__Reading text__
******
Are you leading like one of the “Great Places to Work”?  There are a variety of ways that you can start implementing excellence in your workplace and put yourself on the way to truly being a great place to work.

Here are a few actions you can take, inspired by the workplaces that employees love to work for, thanks to their leadership:

1. Strong talent management.

These companies all appreciate that their employees are a high-value corporate asset, and, thus, finding, nurturing, and appreciating talent is fundamental to their business rationale. Facebook coined the phrase ‘acqui-hiring’—which involves the acquisition of a business as much for the talent within it as the company itself.

Mark Levy’s title at Airbnb is Global Head of Employee Experiences, which epitomizes this shift in culture. Top companies are now actively creating workplace experiences  that enable employees, leading to enhanced productivity and retention. Engaging employees is a key part of these efforts.   Given that Gallup polls indicate that 51 percent of U.S. employees are not engaged in their work, many companies are failing in this area.

The companies with strong leadership talk about inspiring their employees and creating a working environment where talent thrives. Beyond that, many companies with great leaders at the helm offer outstanding perks, ranging from unlimited sick days at Facebook to matching 401K, excellent healthcare, Stock Options, Gym Membership Credit, PTO, a stocked kitchen, and free lunches at Zillow. Many companies that foster employee engagement have weekly social functions, yoga lessons, and exercise tracks and gyms. Airbnb even allows staff to bring their dogs to work.
******
__Data supplied__
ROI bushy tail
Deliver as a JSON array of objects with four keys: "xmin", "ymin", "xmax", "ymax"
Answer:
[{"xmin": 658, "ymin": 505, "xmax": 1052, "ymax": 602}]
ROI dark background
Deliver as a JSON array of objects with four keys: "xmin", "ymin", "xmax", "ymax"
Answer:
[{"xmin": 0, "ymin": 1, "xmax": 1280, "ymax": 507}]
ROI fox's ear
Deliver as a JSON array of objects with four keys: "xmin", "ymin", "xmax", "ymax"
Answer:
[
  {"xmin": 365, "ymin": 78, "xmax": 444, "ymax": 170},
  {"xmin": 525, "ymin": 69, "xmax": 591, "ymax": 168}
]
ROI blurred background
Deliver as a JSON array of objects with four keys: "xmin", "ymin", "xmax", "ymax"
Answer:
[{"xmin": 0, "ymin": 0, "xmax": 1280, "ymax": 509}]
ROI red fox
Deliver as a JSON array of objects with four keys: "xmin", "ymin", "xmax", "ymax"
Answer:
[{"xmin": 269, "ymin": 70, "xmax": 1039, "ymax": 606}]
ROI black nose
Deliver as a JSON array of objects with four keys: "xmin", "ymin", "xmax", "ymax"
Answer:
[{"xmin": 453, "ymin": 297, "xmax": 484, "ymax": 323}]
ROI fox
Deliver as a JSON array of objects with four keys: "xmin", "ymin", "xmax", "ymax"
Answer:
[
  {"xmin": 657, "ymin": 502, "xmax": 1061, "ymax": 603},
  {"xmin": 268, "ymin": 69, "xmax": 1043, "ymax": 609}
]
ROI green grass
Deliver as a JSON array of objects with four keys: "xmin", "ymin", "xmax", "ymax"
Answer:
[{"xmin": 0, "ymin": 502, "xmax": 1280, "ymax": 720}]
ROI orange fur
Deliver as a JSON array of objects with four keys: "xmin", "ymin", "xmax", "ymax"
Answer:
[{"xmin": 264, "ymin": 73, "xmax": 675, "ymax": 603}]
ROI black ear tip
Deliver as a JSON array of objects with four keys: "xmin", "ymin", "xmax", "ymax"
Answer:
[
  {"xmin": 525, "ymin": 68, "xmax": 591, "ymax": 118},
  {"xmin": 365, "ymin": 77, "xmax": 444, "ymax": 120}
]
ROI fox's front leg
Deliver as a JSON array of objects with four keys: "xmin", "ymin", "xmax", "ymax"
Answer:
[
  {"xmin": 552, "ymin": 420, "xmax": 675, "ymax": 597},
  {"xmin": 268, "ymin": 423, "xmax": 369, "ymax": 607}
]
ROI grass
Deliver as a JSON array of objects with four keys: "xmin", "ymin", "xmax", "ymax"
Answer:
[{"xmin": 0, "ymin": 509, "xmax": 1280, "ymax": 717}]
******
Continue the article on leading like a great place to work, starting right after its final sentence.

2. A mission-driven culture that’s open and transparent.

Great companies understand that they should treat their staff as they’d like them to treat their customers. Perks are good, but top talent wants more than just perks. Businesses with missions and values that aren’t found on yellowing paper on noticeboards are the ones that truly translate the company’s vision into action in the workplace.

Airbnb designs its culture around its mission as a travel company. They take the approach that staff should feel like guests, so the workplace is an extension of a home, with a library, a nerd cave, recreation areas, and more. Employees can work at any station in the building—either alone, or they can congregate with peers of their choosing.

Communicating and entrenching the company mission into the culture is key, and Facebook has an extended six-week onboarding boot-camp for new staff to become completely acclimatized. Airbnb has meetings every other Tuesday, which are streamed round the world. Google, as a company with a mission to connect the world, prides itself on being highly interactive. Guidewire describes its culture as being meritocratic, which respects the power of smart, motivated people to find the best possible way to do their jobs. Most of these top companies stress a healthy work/life balance, are family orientated, and focus on being open and honest.

3. The corporate structure is inclusive and collaborative.

Companies that embrace the fact that the balance of power has shifted dramatically from the top-down, command-and-control model to the need for collaborative, values-driven work are the ones where top talent want to work. Millennials, in particular, are looking for work that has impact and meaning, as well as a workplace that fosters personal growth. Facebook has ‘Hackamonth’, which embodies this self-directed internal movement by letting staff choose their next assignment and experiment with different areas of work.

When a corporate structure minimizes red-tape and rigidity, employees are encouraged to make mistakes, rather than being too timid and missing opportunities. This type of dynamic structure allowed Facebook to make a 180-degree shift rapidly when it became clear that hand-held devices were the future.

This high level of autonomy is also found at HubSpot where there isn’t a laid down process per customer. As Jeremy Crane, VP Products, explains, every small development team has a goal, and they determine how to get from A to B and define their own milestones. It’s this type of organizational structure—so seldom found in large corporations—that is attractive to many employees.

4. Inspirational leadership .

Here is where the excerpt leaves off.